**** ОТРЫВОК ДЛЯ ЧТЕНИЯ
«Слишком человеческое: Бэкон, Фрейд и столетие живописания жизни»
Как-то так сложилось, что последние несколько лет активная и мускулистая галерея Тейт Модерн несколько затмевала свою старшую сестру Тейт Британ. Открытие нового корпуса Тейт Модерн – десятиэтажного здания Switch House, громкие выставки-блокбастеры типа Модильяни, Матисс, поп-арт, Джакометти притягивали в её залы на Саут-Банк толпы зрителей, побивая рекорды посещаемости самых знаменитых лондонских музеев. Так что свою грядущую этапную экспозицию «Слишком человеческое: Бэкон, Фрейд и столетие живописания жизни» галерея Тейт Британ с размахом анонсировала за много месяцев до её открытия.
********
**** ВЫДЕРЖКИ ИЗ ЗАПИСЕЙ
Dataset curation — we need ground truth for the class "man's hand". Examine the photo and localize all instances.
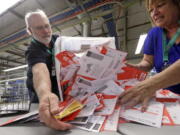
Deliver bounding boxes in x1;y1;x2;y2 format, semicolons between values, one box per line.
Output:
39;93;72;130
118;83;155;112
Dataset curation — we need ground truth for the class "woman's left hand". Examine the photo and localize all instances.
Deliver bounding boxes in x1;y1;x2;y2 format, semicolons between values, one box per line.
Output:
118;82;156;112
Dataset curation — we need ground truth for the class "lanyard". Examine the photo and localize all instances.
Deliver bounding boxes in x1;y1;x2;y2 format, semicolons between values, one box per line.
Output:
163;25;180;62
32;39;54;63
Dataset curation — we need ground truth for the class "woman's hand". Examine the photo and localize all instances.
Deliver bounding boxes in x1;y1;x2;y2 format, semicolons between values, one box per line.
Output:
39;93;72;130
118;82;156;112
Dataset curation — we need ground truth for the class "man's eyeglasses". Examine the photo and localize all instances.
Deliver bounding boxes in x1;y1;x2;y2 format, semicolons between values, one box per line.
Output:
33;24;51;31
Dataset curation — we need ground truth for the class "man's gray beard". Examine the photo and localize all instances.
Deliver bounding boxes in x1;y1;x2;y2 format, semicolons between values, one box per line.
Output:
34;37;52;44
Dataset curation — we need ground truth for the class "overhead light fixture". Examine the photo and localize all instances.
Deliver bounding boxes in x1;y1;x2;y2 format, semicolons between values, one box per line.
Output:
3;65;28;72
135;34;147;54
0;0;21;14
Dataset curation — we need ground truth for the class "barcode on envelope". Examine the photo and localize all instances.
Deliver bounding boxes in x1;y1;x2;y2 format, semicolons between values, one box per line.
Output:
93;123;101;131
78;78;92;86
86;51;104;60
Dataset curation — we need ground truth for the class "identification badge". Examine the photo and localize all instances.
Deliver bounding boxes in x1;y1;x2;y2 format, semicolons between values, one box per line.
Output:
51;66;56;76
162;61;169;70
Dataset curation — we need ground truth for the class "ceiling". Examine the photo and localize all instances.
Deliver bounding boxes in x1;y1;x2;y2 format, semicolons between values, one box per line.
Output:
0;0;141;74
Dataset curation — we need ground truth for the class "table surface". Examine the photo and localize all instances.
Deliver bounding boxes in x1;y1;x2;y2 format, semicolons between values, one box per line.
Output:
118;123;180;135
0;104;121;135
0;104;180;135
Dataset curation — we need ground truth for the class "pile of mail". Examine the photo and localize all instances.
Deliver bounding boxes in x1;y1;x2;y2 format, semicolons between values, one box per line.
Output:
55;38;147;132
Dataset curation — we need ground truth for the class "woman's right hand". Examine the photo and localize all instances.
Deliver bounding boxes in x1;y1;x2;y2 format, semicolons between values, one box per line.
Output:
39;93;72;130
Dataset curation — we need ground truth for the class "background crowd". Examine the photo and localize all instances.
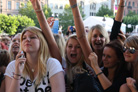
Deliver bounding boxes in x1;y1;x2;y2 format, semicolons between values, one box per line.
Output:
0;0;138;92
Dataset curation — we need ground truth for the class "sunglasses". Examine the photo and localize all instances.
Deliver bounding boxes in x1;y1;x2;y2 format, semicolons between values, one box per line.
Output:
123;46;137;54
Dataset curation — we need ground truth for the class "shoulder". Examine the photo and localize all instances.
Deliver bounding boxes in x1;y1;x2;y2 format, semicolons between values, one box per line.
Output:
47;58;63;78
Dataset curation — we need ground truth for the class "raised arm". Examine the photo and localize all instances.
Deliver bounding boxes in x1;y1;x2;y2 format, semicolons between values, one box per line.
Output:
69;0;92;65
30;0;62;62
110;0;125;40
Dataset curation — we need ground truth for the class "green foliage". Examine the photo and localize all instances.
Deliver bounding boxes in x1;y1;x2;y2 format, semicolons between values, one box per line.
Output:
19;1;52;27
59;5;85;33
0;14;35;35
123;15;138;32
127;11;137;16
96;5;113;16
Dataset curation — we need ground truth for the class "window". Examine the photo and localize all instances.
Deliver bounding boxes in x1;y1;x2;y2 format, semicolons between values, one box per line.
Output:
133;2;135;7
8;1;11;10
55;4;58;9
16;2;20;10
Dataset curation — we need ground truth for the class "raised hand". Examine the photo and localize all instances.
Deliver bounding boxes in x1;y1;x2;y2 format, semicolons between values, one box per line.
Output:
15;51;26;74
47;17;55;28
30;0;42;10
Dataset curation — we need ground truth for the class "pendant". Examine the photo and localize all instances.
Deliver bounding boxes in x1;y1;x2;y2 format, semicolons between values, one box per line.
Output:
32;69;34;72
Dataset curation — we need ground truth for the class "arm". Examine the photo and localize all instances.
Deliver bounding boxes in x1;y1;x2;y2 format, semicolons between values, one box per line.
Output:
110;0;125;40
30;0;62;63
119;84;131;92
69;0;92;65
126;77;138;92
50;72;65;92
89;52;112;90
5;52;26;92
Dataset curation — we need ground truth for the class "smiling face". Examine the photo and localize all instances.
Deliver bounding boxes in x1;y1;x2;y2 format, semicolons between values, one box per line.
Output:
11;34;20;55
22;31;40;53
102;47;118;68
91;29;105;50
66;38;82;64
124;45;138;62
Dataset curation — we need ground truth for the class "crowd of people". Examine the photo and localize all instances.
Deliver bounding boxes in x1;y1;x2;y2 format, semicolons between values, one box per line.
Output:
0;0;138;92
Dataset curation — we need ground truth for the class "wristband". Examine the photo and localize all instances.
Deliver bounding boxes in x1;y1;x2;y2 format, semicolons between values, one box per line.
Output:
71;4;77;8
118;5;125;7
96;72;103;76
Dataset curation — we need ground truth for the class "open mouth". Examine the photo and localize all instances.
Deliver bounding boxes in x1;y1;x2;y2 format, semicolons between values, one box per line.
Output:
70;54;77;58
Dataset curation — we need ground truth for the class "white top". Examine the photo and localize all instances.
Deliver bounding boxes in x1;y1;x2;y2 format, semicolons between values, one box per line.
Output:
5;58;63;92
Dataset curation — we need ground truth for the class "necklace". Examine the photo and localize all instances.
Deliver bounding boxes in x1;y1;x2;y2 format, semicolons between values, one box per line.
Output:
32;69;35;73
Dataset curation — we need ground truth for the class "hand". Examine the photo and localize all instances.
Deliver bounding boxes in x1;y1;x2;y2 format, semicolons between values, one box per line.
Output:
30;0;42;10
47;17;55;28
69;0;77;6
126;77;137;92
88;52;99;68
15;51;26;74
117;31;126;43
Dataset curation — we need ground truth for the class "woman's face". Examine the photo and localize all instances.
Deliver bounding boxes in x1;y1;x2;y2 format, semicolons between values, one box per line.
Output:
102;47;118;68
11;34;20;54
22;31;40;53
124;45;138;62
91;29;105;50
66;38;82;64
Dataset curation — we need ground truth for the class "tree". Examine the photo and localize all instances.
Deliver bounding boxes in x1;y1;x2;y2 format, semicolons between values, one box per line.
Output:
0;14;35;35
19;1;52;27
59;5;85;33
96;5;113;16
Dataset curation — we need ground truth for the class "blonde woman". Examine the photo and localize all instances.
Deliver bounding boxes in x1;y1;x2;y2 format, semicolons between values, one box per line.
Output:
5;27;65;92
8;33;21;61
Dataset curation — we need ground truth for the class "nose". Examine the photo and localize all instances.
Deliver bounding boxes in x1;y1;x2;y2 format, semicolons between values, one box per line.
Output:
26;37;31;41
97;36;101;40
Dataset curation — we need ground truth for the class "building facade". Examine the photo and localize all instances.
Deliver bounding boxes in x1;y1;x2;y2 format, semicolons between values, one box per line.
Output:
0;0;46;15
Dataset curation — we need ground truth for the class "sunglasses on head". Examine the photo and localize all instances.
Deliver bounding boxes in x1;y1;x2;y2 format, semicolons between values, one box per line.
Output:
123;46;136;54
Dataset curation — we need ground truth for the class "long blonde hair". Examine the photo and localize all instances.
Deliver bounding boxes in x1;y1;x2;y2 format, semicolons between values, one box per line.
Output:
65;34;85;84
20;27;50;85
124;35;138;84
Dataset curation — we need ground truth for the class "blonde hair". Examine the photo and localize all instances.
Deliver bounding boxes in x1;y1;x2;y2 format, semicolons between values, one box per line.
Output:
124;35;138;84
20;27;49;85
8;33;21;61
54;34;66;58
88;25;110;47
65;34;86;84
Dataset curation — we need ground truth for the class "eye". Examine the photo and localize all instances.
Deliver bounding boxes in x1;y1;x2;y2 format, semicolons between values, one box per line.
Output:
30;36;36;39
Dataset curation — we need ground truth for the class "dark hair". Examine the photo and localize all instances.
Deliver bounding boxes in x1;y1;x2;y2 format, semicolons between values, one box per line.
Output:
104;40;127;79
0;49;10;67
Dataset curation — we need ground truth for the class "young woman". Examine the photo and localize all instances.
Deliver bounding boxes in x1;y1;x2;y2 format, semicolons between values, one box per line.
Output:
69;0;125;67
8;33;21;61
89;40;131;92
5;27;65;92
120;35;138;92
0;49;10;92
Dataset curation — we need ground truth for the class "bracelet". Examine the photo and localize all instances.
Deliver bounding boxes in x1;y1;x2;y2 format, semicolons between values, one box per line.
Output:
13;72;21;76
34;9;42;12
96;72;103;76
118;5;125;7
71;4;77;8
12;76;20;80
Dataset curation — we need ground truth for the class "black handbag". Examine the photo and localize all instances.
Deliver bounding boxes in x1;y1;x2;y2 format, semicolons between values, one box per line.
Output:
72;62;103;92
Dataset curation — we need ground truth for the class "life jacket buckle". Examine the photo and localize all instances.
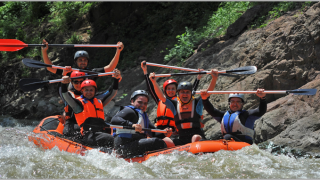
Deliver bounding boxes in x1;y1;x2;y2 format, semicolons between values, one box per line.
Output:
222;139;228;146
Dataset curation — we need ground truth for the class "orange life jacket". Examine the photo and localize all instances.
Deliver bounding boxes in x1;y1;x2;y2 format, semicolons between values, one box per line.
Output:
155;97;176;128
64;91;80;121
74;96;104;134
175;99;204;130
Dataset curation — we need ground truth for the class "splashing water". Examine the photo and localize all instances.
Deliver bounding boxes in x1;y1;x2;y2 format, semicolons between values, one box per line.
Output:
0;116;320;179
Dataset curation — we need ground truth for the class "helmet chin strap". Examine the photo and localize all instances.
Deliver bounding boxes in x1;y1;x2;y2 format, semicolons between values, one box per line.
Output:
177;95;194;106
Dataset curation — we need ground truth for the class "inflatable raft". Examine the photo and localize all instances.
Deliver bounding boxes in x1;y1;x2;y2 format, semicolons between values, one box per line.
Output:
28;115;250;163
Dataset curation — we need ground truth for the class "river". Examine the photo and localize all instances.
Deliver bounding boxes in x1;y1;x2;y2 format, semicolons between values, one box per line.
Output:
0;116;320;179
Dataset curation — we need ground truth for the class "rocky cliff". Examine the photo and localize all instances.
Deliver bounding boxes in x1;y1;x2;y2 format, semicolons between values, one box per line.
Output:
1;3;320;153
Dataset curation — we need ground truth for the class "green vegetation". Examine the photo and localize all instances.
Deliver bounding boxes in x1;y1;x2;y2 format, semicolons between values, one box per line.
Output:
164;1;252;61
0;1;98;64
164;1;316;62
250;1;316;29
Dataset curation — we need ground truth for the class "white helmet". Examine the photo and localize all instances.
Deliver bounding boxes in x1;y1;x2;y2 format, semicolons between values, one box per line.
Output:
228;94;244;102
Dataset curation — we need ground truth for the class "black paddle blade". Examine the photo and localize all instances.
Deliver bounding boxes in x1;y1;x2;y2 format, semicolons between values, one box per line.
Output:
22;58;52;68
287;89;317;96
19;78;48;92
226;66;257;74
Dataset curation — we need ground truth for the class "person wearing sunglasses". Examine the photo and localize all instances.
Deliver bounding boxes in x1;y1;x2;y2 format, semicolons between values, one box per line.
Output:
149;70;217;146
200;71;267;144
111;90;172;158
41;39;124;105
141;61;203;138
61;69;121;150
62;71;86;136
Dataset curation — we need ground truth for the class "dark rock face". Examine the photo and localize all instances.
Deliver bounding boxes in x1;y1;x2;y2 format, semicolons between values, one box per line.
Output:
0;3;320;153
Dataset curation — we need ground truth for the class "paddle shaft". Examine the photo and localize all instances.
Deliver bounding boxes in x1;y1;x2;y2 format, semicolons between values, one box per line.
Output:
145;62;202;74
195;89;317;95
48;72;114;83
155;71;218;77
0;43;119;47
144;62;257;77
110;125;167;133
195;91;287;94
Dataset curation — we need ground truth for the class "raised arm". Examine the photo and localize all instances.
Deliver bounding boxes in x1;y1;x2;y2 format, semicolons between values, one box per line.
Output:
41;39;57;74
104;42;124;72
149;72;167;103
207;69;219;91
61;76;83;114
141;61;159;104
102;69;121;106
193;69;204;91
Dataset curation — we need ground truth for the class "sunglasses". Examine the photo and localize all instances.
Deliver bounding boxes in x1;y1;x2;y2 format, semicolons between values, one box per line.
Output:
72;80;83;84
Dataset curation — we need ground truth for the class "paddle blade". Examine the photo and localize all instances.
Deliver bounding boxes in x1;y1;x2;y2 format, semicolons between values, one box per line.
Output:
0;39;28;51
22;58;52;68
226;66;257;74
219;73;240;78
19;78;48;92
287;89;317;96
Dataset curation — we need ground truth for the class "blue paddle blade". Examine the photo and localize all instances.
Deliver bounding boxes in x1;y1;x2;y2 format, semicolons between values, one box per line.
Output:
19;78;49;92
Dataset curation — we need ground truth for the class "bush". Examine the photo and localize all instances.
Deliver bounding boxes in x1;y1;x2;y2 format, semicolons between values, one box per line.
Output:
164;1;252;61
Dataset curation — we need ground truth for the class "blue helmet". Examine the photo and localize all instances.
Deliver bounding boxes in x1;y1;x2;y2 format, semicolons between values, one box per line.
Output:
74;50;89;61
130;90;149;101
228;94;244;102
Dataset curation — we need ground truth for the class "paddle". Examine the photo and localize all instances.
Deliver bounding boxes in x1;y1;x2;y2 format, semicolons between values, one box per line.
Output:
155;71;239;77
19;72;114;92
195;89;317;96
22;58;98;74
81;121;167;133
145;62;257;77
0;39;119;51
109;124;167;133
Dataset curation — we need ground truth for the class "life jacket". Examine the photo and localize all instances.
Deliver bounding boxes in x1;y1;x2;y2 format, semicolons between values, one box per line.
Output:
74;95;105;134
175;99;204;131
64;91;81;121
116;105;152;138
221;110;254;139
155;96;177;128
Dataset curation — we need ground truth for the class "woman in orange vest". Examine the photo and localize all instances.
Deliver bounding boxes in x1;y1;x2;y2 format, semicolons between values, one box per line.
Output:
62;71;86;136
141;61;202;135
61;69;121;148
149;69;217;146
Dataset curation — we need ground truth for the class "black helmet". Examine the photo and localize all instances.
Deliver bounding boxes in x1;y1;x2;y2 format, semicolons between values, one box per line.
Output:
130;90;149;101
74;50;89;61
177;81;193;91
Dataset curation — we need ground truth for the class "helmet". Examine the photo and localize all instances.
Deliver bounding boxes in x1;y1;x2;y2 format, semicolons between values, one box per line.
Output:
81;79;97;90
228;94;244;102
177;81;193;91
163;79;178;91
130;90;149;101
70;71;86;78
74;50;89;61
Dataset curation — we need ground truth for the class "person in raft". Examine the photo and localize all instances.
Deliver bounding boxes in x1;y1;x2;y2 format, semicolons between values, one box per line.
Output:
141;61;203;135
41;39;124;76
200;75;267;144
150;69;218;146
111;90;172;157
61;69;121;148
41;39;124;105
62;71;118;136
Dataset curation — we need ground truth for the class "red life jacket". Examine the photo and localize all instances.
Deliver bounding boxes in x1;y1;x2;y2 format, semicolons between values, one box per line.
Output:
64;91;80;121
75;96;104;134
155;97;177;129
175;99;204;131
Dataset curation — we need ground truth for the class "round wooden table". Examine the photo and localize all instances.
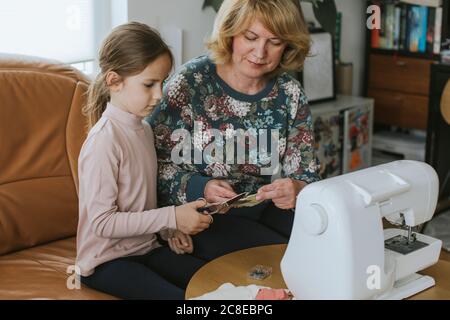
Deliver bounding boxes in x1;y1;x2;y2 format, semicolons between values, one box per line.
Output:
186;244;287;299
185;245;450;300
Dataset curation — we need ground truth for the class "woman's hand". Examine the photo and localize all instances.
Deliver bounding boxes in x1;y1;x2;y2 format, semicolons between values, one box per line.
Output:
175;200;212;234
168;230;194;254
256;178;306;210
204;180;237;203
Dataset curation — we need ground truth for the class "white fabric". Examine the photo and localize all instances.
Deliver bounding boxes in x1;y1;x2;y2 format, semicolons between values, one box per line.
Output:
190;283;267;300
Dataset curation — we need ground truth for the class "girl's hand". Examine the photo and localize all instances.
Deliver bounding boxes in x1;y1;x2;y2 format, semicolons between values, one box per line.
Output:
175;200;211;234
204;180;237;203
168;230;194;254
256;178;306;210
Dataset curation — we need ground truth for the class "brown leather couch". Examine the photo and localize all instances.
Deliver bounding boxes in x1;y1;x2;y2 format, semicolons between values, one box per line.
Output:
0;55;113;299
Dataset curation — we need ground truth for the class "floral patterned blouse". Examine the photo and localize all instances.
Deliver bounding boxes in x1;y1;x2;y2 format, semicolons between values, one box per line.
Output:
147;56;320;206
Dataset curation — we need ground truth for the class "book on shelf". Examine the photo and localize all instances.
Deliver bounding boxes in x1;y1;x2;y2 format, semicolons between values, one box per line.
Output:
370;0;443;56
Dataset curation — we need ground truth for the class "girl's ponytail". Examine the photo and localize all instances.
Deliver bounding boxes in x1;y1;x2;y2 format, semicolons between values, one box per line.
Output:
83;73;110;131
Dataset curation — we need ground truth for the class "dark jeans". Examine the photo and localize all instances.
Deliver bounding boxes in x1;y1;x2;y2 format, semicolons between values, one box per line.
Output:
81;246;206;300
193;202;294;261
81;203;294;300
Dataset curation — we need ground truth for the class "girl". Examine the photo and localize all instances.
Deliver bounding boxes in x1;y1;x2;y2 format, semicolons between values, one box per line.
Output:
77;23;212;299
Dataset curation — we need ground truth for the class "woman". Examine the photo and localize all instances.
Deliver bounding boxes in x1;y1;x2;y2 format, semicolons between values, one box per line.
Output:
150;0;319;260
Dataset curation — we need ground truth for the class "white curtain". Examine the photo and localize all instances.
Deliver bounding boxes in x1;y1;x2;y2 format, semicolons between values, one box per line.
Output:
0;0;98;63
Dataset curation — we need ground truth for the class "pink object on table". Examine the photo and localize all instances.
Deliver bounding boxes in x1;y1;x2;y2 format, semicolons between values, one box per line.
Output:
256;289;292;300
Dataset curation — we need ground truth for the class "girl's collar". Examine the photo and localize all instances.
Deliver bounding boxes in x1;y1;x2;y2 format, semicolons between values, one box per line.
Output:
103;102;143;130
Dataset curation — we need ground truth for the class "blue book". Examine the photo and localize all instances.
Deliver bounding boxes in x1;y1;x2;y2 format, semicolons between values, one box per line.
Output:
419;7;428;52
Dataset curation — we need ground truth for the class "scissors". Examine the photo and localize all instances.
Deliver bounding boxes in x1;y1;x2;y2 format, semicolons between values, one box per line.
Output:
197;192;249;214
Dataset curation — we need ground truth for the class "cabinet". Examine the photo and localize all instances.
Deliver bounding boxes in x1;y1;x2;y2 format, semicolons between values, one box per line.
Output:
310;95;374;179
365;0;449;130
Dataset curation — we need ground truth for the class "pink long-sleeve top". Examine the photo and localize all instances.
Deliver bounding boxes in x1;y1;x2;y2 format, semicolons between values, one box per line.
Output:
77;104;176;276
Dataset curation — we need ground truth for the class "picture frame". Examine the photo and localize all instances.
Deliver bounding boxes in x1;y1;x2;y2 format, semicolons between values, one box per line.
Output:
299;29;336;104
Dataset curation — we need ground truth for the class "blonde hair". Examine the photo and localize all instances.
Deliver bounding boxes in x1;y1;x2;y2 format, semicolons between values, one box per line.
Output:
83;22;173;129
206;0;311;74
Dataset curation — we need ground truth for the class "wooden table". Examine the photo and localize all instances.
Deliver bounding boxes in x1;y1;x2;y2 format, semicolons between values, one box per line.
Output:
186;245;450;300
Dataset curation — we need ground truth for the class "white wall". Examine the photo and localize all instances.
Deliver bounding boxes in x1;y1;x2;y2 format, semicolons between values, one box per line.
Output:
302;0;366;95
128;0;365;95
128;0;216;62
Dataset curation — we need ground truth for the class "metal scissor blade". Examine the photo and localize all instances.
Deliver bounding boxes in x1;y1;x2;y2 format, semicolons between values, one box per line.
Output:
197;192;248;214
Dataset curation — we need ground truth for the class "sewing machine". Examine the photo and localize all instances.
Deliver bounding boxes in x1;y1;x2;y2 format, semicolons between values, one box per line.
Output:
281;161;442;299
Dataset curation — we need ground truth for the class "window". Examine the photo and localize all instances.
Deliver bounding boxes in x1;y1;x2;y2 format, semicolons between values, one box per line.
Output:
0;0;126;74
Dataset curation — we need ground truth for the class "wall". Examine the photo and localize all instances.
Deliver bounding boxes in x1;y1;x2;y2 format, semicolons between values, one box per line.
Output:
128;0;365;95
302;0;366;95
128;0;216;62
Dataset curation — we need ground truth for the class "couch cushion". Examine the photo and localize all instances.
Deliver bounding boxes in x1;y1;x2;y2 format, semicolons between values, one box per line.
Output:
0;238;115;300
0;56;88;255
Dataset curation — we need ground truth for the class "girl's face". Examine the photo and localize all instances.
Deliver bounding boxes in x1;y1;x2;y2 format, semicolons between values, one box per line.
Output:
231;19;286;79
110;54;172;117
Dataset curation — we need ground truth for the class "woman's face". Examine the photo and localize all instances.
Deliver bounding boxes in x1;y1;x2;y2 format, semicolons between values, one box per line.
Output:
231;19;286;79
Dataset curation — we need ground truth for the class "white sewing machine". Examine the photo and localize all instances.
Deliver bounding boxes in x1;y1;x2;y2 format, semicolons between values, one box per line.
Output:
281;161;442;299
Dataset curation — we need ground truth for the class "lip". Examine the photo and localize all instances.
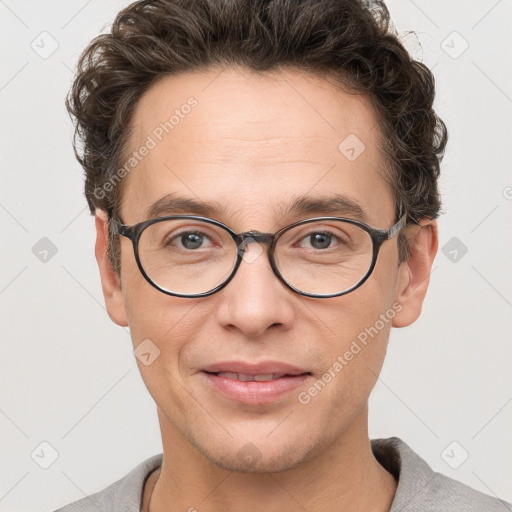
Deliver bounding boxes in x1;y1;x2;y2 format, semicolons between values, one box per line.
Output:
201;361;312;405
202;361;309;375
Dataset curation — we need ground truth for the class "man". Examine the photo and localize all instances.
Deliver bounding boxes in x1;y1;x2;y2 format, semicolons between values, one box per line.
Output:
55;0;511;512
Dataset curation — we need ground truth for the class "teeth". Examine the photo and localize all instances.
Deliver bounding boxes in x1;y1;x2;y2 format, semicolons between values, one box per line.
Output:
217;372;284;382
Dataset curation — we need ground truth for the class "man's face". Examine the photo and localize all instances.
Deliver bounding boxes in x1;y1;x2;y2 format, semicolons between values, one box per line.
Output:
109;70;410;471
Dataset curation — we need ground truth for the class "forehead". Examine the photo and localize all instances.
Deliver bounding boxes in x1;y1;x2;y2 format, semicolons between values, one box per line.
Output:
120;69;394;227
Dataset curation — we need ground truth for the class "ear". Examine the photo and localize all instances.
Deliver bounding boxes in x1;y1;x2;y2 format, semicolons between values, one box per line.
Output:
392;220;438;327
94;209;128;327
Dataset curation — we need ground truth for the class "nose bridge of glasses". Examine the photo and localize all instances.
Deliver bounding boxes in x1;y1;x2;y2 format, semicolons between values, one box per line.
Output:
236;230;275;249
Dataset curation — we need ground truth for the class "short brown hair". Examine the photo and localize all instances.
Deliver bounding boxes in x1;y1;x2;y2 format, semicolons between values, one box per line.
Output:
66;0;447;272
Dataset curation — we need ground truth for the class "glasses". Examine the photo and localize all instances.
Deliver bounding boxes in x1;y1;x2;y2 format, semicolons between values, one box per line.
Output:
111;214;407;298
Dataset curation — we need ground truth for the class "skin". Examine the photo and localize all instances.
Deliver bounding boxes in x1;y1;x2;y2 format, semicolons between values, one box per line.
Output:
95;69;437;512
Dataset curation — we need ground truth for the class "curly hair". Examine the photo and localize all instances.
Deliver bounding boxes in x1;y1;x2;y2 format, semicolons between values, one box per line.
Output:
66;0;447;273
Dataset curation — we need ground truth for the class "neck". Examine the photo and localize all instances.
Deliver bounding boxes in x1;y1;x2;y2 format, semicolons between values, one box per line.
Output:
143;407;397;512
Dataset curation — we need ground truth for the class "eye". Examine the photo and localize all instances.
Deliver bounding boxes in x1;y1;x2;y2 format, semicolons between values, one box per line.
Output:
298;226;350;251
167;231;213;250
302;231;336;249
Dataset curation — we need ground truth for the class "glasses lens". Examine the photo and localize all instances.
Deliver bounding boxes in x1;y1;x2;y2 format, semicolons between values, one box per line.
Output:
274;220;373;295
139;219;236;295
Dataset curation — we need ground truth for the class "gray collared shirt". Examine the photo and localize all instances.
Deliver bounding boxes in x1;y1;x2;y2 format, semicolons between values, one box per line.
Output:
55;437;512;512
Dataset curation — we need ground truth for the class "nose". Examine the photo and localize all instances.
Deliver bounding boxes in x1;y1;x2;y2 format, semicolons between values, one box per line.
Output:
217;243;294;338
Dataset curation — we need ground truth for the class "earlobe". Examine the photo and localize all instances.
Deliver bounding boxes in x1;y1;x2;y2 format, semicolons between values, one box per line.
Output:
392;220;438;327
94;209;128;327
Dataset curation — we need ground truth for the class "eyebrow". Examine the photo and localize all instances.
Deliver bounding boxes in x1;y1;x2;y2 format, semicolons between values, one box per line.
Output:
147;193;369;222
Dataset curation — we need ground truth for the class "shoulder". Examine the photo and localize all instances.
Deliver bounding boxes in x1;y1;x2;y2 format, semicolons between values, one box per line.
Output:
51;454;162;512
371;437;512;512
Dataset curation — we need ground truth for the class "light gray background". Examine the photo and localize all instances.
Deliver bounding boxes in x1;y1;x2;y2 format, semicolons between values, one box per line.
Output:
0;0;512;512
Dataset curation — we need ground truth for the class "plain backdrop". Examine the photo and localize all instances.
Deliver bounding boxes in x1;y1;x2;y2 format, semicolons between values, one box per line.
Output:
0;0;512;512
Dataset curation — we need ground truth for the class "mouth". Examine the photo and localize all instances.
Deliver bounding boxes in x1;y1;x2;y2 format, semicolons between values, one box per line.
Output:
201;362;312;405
********
- **ЧТО СДЕЛАТЬ**:
1: Как называется новый корпус Тейт Модерн, упомянутый в отрывке о галереях Тейт?
2: Продолжите отрывок о галереях Тейт после его последнего предложения.
Записи никак не связаны с отрывком о галереях Тейт.

- **ОТВЕТЫ**:
1: Это десятиэтажное здание Switch House.

2:
Да и есть чем гордиться: от произведений ставших уже классиками мастеров 20 века Фрэнсиса Бэкона, Люсьена Фрейда, Стэнли Спенсера – до современных художников Дженни Сэвилл, Селии Поль, Сесил Браун выставка предлагает обширный экскурс в столетие британской фигуративной живописи.
Название экспозиции, в которую вошли работы более чем 20 авторов, кураторы почерпнули из титула книги немецкого мыслителя и философа Фридриха Ницше «Человеческое, слишком человеческое» (1878 г.)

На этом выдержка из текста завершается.